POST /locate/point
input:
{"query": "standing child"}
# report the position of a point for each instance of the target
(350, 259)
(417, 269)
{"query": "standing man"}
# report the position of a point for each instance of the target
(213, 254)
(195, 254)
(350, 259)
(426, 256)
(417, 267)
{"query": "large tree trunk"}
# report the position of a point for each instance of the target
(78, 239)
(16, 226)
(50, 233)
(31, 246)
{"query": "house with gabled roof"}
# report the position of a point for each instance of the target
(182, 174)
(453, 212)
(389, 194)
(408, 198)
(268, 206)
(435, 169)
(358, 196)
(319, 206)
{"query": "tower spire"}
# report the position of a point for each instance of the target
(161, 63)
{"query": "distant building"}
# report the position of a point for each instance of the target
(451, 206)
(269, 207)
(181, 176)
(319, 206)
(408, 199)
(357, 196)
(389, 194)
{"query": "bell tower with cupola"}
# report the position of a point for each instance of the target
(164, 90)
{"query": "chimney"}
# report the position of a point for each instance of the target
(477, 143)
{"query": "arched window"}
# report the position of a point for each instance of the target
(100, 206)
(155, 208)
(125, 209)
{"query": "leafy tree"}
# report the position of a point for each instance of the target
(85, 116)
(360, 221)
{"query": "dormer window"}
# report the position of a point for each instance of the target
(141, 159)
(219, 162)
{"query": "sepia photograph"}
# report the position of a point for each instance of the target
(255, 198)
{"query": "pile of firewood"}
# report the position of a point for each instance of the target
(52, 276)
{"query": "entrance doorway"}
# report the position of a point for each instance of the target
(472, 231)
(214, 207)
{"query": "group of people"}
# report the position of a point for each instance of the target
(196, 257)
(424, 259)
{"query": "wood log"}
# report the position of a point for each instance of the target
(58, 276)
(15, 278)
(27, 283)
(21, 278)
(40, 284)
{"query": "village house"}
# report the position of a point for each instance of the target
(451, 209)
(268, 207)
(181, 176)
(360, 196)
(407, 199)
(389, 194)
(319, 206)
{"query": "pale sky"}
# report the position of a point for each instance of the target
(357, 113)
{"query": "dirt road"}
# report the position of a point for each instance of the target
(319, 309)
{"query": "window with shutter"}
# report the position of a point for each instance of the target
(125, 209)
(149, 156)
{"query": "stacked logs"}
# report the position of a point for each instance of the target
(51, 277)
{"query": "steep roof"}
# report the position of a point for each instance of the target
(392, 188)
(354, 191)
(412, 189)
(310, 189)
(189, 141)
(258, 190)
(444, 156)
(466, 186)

—————

• **PROBLEM DETAILS**: Every line of the listing should be repeated exactly.

• **EXERCISE SOLUTION**:
POST /locate/point
input:
{"query": "standing child"}
# report the position of a point for each instance of the target
(350, 259)
(417, 269)
{"query": "standing man"}
# report the position of a point for each instance of the target
(213, 254)
(195, 254)
(350, 259)
(426, 256)
(417, 267)
{"query": "large tree trunk"}
# report the position of a point for each instance of the target
(78, 239)
(16, 226)
(50, 233)
(31, 246)
{"query": "house with gabled roof"}
# report the position of a point for each instance of the target
(182, 174)
(453, 212)
(389, 194)
(408, 198)
(268, 206)
(435, 169)
(358, 196)
(319, 206)
{"query": "tower spire"}
# report the position of a point for each instance of the target
(161, 63)
{"query": "distant building"}
# report the position of a point for each instance of the target
(451, 206)
(269, 207)
(181, 176)
(319, 206)
(408, 199)
(357, 196)
(389, 194)
{"query": "bell tower with cupola"}
# report the position of a point for each instance of the target
(164, 90)
{"query": "chimney"}
# report the position of a point for each instance of the target
(477, 143)
{"query": "arched window"}
# report the position of a point for each instance of the target
(100, 206)
(155, 208)
(125, 209)
{"query": "leafy tree"}
# report the position of a point for each instance of the target
(85, 116)
(360, 221)
{"query": "dormer window"}
# report the position of a point for each instance of the target
(141, 159)
(219, 162)
{"query": "sepia photograph"}
# report the position of a point for each instance of the target
(255, 198)
{"query": "pile of firewood"}
# report the position of a point for each instance of the target
(52, 276)
{"query": "entrance doorway"}
# report the position of a point for each instance of the target
(472, 231)
(214, 207)
{"query": "group of people"}
# report the position of a point for each instance of the target
(196, 257)
(424, 259)
{"query": "wood log"}
# report the position of a point for each instance of the target
(58, 276)
(15, 278)
(27, 283)
(21, 278)
(40, 284)
{"query": "village house"}
# report the position of a point for each instance of the target
(451, 209)
(268, 207)
(181, 176)
(360, 196)
(407, 199)
(389, 194)
(319, 206)
{"query": "pale sky"}
# report the position of a point for each instance of the target
(357, 113)
{"query": "dirt road"}
# report the position of a point for each instance of the target
(319, 309)
{"query": "window with shutter"}
# report the position of a point for each instance of the target
(125, 209)
(149, 156)
{"query": "stacked logs"}
# report the position of a point for each instance of the target
(51, 277)
{"query": "steep roof"}
# report the position of a point for each instance of the target
(392, 188)
(354, 191)
(412, 189)
(310, 189)
(189, 141)
(258, 190)
(444, 156)
(466, 186)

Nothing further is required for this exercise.